## WORK REQUIRED
Repeat the records below word for word, keeping every line the same.

(Dataset records on object locations)
□ □ □ □ □

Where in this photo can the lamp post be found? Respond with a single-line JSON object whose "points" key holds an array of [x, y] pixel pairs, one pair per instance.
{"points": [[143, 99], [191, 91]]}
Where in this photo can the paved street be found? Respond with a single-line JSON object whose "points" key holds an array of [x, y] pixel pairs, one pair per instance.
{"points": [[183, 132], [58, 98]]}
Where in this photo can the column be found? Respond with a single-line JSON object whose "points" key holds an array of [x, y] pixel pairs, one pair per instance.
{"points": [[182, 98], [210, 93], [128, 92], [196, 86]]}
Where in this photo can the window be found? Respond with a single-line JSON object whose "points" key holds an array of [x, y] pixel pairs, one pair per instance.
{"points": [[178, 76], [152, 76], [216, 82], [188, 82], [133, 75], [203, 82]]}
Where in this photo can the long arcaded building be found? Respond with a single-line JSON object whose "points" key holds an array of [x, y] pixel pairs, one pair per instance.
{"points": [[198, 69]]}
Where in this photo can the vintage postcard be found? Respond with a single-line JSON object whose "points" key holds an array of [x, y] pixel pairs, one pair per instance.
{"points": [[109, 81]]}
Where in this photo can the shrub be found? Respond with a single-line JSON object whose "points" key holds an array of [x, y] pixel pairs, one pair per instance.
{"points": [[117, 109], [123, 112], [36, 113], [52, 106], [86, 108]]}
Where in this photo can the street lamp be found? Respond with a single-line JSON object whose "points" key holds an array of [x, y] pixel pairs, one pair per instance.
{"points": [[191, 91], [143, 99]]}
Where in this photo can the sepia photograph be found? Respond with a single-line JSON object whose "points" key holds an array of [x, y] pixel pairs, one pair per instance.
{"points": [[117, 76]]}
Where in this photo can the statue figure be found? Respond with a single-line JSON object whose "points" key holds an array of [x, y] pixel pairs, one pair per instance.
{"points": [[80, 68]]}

□ □ □ □ □

## OUTPUT FOR THIS TASK
Where in this photo can the lamp post be found? Respond with a single-line JSON object whose "points" key holds an array of [x, y] pixel pairs, one pair per instance.
{"points": [[143, 99], [191, 91]]}
Where in this photo can the paved street be found? Respond with a single-line JSON object whose "points" key holds an array of [x, y] pixel pairs, one pair per instance.
{"points": [[183, 132], [58, 98]]}
Where in this photo can the column be found? Respond with a single-line JSON object whose "points" key holds an array of [x, y] pixel pairs, one pair per instance.
{"points": [[182, 98], [210, 93], [128, 92], [196, 86]]}
Where in this photo can the window be found? Respond with a single-line JSON object whose "points" key holds an array of [x, y] pixel pairs, one pair per instance.
{"points": [[178, 76], [152, 76], [216, 82], [188, 82], [133, 75], [203, 82]]}
Where in this photo can the long arcaded building be found? Respond with a single-line JSON object whose "points" key holds an array of [x, y] pixel pairs, one pair per instance.
{"points": [[198, 69]]}
Where in this photo can the vintage postcard be found? Respond with a single-line JSON object whose "points" key holds an array of [x, y] pixel pairs, one pair per instance.
{"points": [[109, 81]]}
Where in this photo can the shrub be found? Respond with a single-line JSON object whose "points" key holds an array of [x, y] pixel pairs, one pair per instance.
{"points": [[117, 109], [123, 112], [36, 113], [52, 106], [86, 108]]}
Where in this photo can the street lamp be found? Respond with a single-line JSON object whose "points" key holds an array of [x, y] pixel pairs, one pair per instance.
{"points": [[191, 91], [143, 99]]}
Where in this photo can the sepia photograph be found? Respond with a single-line JSON object whose "points" key holds an array of [x, y] pixel pairs, one pair per instance.
{"points": [[117, 76]]}
Where in this photo can the statue figure be found? Respond with a single-line JSON object whose "points" key holds an array of [x, y] pixel pairs, one pair per instance.
{"points": [[80, 68]]}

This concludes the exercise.